**** Material for the task

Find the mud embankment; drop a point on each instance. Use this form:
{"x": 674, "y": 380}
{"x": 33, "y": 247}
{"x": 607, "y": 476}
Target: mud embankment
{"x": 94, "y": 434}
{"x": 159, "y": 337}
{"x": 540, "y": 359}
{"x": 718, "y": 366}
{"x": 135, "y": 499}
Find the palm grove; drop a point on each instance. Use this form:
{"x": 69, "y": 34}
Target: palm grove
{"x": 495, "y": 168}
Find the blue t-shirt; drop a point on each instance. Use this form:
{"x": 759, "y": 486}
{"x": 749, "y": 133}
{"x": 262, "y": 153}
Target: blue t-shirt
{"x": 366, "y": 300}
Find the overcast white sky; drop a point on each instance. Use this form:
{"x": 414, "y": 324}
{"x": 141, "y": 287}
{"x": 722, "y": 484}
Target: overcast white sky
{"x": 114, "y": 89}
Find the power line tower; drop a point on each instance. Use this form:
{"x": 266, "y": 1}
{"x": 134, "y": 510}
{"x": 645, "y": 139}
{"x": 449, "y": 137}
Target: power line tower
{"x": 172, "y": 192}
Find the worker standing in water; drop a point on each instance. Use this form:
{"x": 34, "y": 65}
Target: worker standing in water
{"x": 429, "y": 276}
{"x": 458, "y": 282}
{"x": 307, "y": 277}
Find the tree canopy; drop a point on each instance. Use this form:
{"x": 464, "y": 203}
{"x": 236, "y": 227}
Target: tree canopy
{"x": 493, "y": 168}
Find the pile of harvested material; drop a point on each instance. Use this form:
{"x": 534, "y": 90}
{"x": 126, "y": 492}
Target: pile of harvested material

********

Copy the records above exactly as they appear.

Find the mud embankment; drop a point on each instance. Use this form:
{"x": 674, "y": 380}
{"x": 33, "y": 247}
{"x": 607, "y": 476}
Target: mud embankment
{"x": 94, "y": 434}
{"x": 159, "y": 337}
{"x": 540, "y": 359}
{"x": 718, "y": 366}
{"x": 135, "y": 499}
Find the palm grove; drop a point on each instance. Use this form:
{"x": 69, "y": 34}
Target: palm grove
{"x": 495, "y": 168}
Find the blue t-shirt; drop a point on each instance. Use this form:
{"x": 759, "y": 486}
{"x": 749, "y": 133}
{"x": 262, "y": 153}
Target: blue t-shirt
{"x": 366, "y": 300}
Find the overcast white sky; drop a point on each instance. Use this form:
{"x": 414, "y": 324}
{"x": 141, "y": 287}
{"x": 722, "y": 484}
Target: overcast white sky
{"x": 114, "y": 89}
Find the power line tower; drop a point on each instance. Use this form:
{"x": 266, "y": 1}
{"x": 134, "y": 510}
{"x": 645, "y": 139}
{"x": 449, "y": 137}
Target: power line tower
{"x": 172, "y": 192}
Find the worker standing in water; drop a point on each instance. Use this form:
{"x": 34, "y": 65}
Target: worker standing in water
{"x": 429, "y": 276}
{"x": 458, "y": 282}
{"x": 307, "y": 277}
Find the tree canopy; drop a point on each instance. Use this form:
{"x": 464, "y": 203}
{"x": 236, "y": 227}
Target: tree canopy
{"x": 493, "y": 168}
Find the pile of harvested material; drop a point on each instance. Use this form:
{"x": 534, "y": 90}
{"x": 126, "y": 492}
Target: pile of harvested material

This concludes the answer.